• DIRECTIONS FOR THIS TASK:
Please give the data again in full, exactly as provided.
**** EXCERPTED DATA ****
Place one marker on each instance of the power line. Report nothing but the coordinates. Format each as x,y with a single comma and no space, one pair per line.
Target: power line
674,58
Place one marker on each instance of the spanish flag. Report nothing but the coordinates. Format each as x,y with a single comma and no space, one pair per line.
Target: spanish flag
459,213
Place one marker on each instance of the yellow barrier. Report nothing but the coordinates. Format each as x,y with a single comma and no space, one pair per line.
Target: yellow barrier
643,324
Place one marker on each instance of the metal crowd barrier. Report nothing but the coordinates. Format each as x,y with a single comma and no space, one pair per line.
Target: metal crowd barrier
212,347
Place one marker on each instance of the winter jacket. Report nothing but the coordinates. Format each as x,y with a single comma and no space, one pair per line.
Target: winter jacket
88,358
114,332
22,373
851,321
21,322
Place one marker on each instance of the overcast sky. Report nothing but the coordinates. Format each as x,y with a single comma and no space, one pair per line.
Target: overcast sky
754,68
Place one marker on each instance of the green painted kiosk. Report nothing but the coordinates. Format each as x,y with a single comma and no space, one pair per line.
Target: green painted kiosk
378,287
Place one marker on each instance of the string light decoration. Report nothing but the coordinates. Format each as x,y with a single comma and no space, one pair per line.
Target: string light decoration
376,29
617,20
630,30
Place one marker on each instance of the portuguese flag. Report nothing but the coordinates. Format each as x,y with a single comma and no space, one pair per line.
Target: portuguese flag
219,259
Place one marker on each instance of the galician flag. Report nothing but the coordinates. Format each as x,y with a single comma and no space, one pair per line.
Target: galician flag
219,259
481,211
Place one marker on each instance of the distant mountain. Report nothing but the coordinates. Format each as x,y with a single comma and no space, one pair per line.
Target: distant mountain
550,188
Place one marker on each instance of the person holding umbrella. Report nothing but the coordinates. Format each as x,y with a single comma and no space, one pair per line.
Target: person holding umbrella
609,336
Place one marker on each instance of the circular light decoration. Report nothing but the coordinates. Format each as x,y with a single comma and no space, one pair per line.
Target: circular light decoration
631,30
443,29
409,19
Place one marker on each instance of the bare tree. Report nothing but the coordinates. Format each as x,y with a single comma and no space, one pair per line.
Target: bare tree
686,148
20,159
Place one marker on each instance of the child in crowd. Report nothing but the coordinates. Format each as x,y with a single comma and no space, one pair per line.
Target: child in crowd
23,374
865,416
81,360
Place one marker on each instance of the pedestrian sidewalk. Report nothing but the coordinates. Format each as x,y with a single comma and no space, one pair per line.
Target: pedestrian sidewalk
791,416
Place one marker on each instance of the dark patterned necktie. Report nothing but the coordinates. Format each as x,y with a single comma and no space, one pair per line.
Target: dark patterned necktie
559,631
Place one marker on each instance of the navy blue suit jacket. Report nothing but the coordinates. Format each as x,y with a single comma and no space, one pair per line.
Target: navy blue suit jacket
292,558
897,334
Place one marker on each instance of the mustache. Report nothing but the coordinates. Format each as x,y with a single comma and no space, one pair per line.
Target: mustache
****
• REPLY TO THE EXERCISE:
Place one marker on each instance of the power line. Report nothing but the coordinates. Format each as x,y with a single comma and no space, one pair per line.
Target: power line
674,58
Place one marker on each instance of the spanish flag. Report nothing but the coordinates. Format each as x,y with a single comma and no space, one pair per line.
Target: spanish flag
459,213
Place one marker on each instance of the yellow barrier. Report nothing but the coordinates. Format each as x,y with a single comma and no space, one pair per line.
Target: yellow barrier
643,324
Place one marker on each instance of the metal crowd barrier. Report nothing but the coordinates. Format each as x,y with a single comma and no space, one pair per line.
Target: metal crowd barrier
212,347
Place one marker on each instance of the winter jacket. Report nothing but the coordinates. Format each as x,y with a single comma and no space, one pair per line.
Target: winter jacket
88,358
114,332
22,373
851,321
21,322
Place one marker on each instance of the overcast sky. Report nothing but the coordinates. Format each as x,y with a single comma and no space, one pair per line.
Target: overcast sky
754,68
Place one marker on each instance of the green painted kiosk. Report nothing but the coordinates. Format each as x,y with a single comma and no space, one pair per line.
Target: green painted kiosk
378,287
Place one marker on each instance of the string light decoration. Report nothing but the coordinates. Format each as x,y with a single comma and no space, one pair per line.
Target: string light decoration
376,29
617,20
630,30
Place one marker on each instance of the portuguese flag. Report nothing but the coordinates. Format each as x,y with a single comma and no space, one pair per line.
Target: portuguese flag
219,259
Place one marker on each instance of the galician flag. Report nothing but the coordinates. Format each as x,y with a single comma and no space, one pair per line.
Target: galician flag
219,259
481,211
Place one marker on each instance of the distant mountain. Report nothing but the coordinates. Format each as x,y with a single comma and no space, one pair per line.
Target: distant mountain
550,188
Place one marker on each instance of the person holding umbrella. Report nothing but the coordinates. Format each as x,y with a single comma and no space, one pair per line.
Target: person holding umbrella
609,336
Place one marker on each instance of the circular light decoration. Report nothing but the coordinates. Format each as x,y with a single comma and no space, one pair per line.
Target: circular light decoration
631,30
443,29
409,19
Place one marker on each instance of the bare tree. Report nothing but the coordinates. Format each as x,y with a single comma and no space, one pair per line.
Target: bare tree
686,148
20,159
Place one marker on each instance of the child in crowd. Report nothing but the coordinates. Format each as x,y with a single comma and no space, one pair per line.
Target: child in crowd
23,374
865,416
81,360
Place one marker on each instance of the pedestrian sidewalk. Report nothing but the coordinates. Format each as x,y with a single comma and no space, one pair per line.
Target: pedestrian sidewalk
791,416
Place one marker on each instance of the dark patterned necktie. Report nothing but the coordinates. Format each as x,y with a single comma and no space, one pair per line.
Target: dark patterned necktie
559,631
Place one marker on each instance of the navy blue suit jacket. Report nothing but the coordinates. Format each as x,y with a single comma and no space, one pair per line.
Target: navy blue suit jacket
292,558
897,334
Place one marker on each instance of the mustache. Report nothing but the coordinates. Format each as x,y with a single comma and no space, one pair per line.
Target: mustache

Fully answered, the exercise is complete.